§ TEXT EXTRACT:
-*-
Luke 19, 45-48 +
CSDC and CV
CV 53e In this regard, reason finds
inspiration and direction in Christian revelation, according to which the human
community does not absorb the individual, annihilating his autonomy, as happens
in the various forms of totalitarianism, but rather values him all the more
because the relation between individual and community is a relation between one
totality and another[130]. Just as a family does not
submerge the identities of its individual members, just as the Church rejoices
in each “new creation” (Gal 6:15; 2 Cor 5:17) incorporated by Baptism into her
living Body, so too the unity of the human family does not submerge the
identities of individuals, peoples and cultures, but makes them more
transparent to each other and links them more closely in their legitimate
diversity.
Notes: [130] According to Saint Thomas “ratio partis contrariatur rationi personae”,
In III Sent., d. 5, q. 3, a. 2; also “Homo non ordinatur ad communitatem
politicam secundum se totum et secundum omnia sua”, Summa Theologiae I-II,
q. 21, a. 4, ad 3.
The principal resource and the decisive factor at man's disposal is man
himself
CDS 278 In considering the relationship between labour and
capital, above all with regard to the impressive transformations of our modern
times, we must maintain that the “principal resource” and the “decisive factor”
-*-
(Coordinate annotation entries)
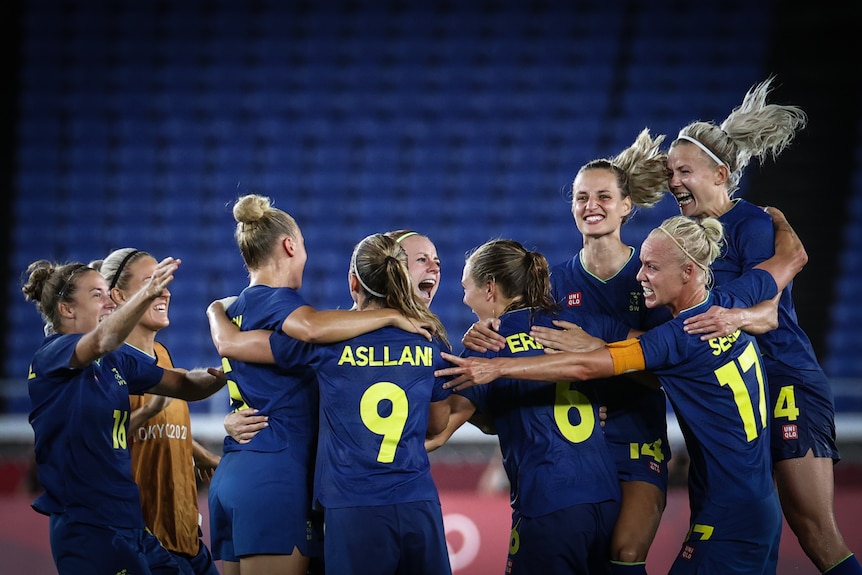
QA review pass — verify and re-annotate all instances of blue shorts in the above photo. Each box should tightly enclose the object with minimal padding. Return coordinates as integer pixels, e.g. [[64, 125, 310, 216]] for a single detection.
[[171, 541, 220, 575], [505, 501, 620, 575], [209, 449, 322, 562], [668, 493, 782, 575], [324, 501, 452, 575], [764, 358, 841, 463], [596, 378, 671, 493], [49, 513, 183, 575]]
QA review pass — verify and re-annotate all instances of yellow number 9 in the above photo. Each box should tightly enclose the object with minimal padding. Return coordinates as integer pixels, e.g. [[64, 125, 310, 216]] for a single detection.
[[359, 381, 409, 463]]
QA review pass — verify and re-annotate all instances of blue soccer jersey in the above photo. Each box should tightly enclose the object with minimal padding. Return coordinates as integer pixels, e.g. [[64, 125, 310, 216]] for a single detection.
[[270, 328, 451, 509], [551, 248, 671, 491], [208, 285, 322, 561], [639, 270, 776, 515], [712, 199, 820, 370], [223, 285, 317, 451], [28, 334, 164, 529], [639, 270, 781, 575], [458, 309, 627, 517], [712, 199, 840, 461]]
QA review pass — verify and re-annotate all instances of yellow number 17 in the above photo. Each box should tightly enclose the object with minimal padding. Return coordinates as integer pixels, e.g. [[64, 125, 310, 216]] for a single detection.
[[715, 342, 766, 441]]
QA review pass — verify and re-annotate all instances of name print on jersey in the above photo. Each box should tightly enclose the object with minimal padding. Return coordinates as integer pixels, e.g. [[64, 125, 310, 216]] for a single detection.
[[338, 345, 434, 367], [708, 330, 741, 355]]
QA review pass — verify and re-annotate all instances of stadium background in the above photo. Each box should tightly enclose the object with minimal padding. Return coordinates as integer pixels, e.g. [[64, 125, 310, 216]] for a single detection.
[[0, 0, 862, 575]]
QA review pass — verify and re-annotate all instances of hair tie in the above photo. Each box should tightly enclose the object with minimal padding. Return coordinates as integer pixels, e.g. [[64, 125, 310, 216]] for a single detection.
[[676, 136, 730, 170], [350, 255, 384, 297], [108, 250, 141, 292], [658, 226, 707, 271], [395, 232, 419, 244]]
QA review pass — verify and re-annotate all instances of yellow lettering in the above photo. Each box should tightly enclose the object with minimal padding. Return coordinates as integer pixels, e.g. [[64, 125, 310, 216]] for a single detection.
[[506, 332, 542, 353], [413, 345, 434, 367], [708, 329, 742, 355], [338, 345, 356, 365], [338, 344, 432, 367]]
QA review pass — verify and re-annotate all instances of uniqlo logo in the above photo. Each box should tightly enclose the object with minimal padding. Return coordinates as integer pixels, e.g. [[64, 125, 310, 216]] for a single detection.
[[679, 545, 694, 561]]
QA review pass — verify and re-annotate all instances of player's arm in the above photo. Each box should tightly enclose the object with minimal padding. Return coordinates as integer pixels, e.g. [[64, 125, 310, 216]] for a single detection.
[[224, 408, 269, 444], [207, 298, 275, 364], [129, 395, 173, 431], [425, 393, 476, 451], [281, 306, 431, 343], [530, 319, 643, 353], [461, 317, 506, 353], [683, 207, 808, 341], [434, 339, 644, 391], [148, 367, 227, 401]]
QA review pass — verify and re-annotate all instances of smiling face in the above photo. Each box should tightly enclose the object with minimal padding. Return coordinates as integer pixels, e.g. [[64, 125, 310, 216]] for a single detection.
[[123, 256, 171, 331], [399, 234, 440, 305], [572, 168, 632, 237], [667, 140, 731, 217], [637, 233, 685, 315], [66, 270, 117, 333]]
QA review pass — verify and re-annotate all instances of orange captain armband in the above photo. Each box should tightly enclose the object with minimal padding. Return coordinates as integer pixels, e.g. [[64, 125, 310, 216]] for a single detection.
[[607, 337, 646, 375]]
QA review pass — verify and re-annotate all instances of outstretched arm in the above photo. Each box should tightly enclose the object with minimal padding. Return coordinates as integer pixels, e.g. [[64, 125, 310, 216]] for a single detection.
[[281, 306, 431, 343], [461, 318, 506, 353], [425, 393, 476, 452], [207, 297, 275, 364], [683, 207, 808, 341], [434, 347, 620, 391], [147, 367, 227, 401], [224, 408, 269, 444]]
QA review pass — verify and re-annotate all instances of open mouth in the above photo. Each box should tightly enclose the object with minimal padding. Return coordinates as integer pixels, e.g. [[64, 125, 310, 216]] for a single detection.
[[673, 192, 694, 207], [418, 279, 437, 301]]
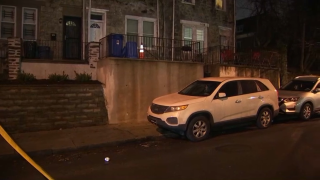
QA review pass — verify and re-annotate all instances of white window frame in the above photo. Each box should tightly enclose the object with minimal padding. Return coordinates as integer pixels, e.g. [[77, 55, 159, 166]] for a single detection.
[[214, 0, 227, 11], [236, 24, 244, 33], [125, 15, 157, 48], [182, 0, 196, 5], [21, 7, 38, 40], [180, 20, 209, 52], [236, 40, 242, 50], [88, 8, 109, 42], [0, 5, 17, 39]]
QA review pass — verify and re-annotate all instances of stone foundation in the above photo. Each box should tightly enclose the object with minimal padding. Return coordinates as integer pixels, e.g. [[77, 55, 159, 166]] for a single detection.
[[0, 84, 107, 133]]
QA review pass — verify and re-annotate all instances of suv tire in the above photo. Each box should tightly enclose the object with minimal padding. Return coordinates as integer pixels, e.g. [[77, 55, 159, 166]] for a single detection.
[[257, 107, 273, 129], [186, 116, 211, 142], [299, 103, 313, 121]]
-*-
§ TO-DO LIST:
**a.** Transcribe the social doctrine excerpt, everything from "Notes: [130] According" down to "a. 4, ad 3.".
**b.** How would the social doctrine excerpt go on after its final line? Write the next part.

§ FINAL RESULTS:
**a.**
Notes: [130] According to Saint Thomas “ratio partis contrariatur rationi personae”,
In III Sent., d. 5, q. 3, a. 2; also “Homo non ordinatur ad communitatem
politicam secundum se totum et secundum omnia sua”, Summa Theologiae I-II,
q. 21, a. 4, ad 3.

**b.**
[599] at man's disposal is man himself, and that “the integral development of
the human person through work does not impede but rather promotes the greater
productivity and efficiency of work itself”[600]. In fact, the world of work is
discovering more and more that the value of “human capital” is finding
expression in the consciences of workers, in their willingness to create
relationships, in their creativity, in their industriousness in promoting
themselves, in their ability consciously to face new situations, to work
together and to pursue common objectives. These are strictly personal qualities
that belong to the subject of work more than to the objective, technical, or
operational aspects of work itself. All of this entails a new perspective in
the relationship between labour and capital. We can affirm that, contrary to
what happened in the former organization of labour in which the subject would
end up being less important than the object, than the mechanical process, in
our day the subjective dimension of work tends to be more decisive and more
important than the objective dimension.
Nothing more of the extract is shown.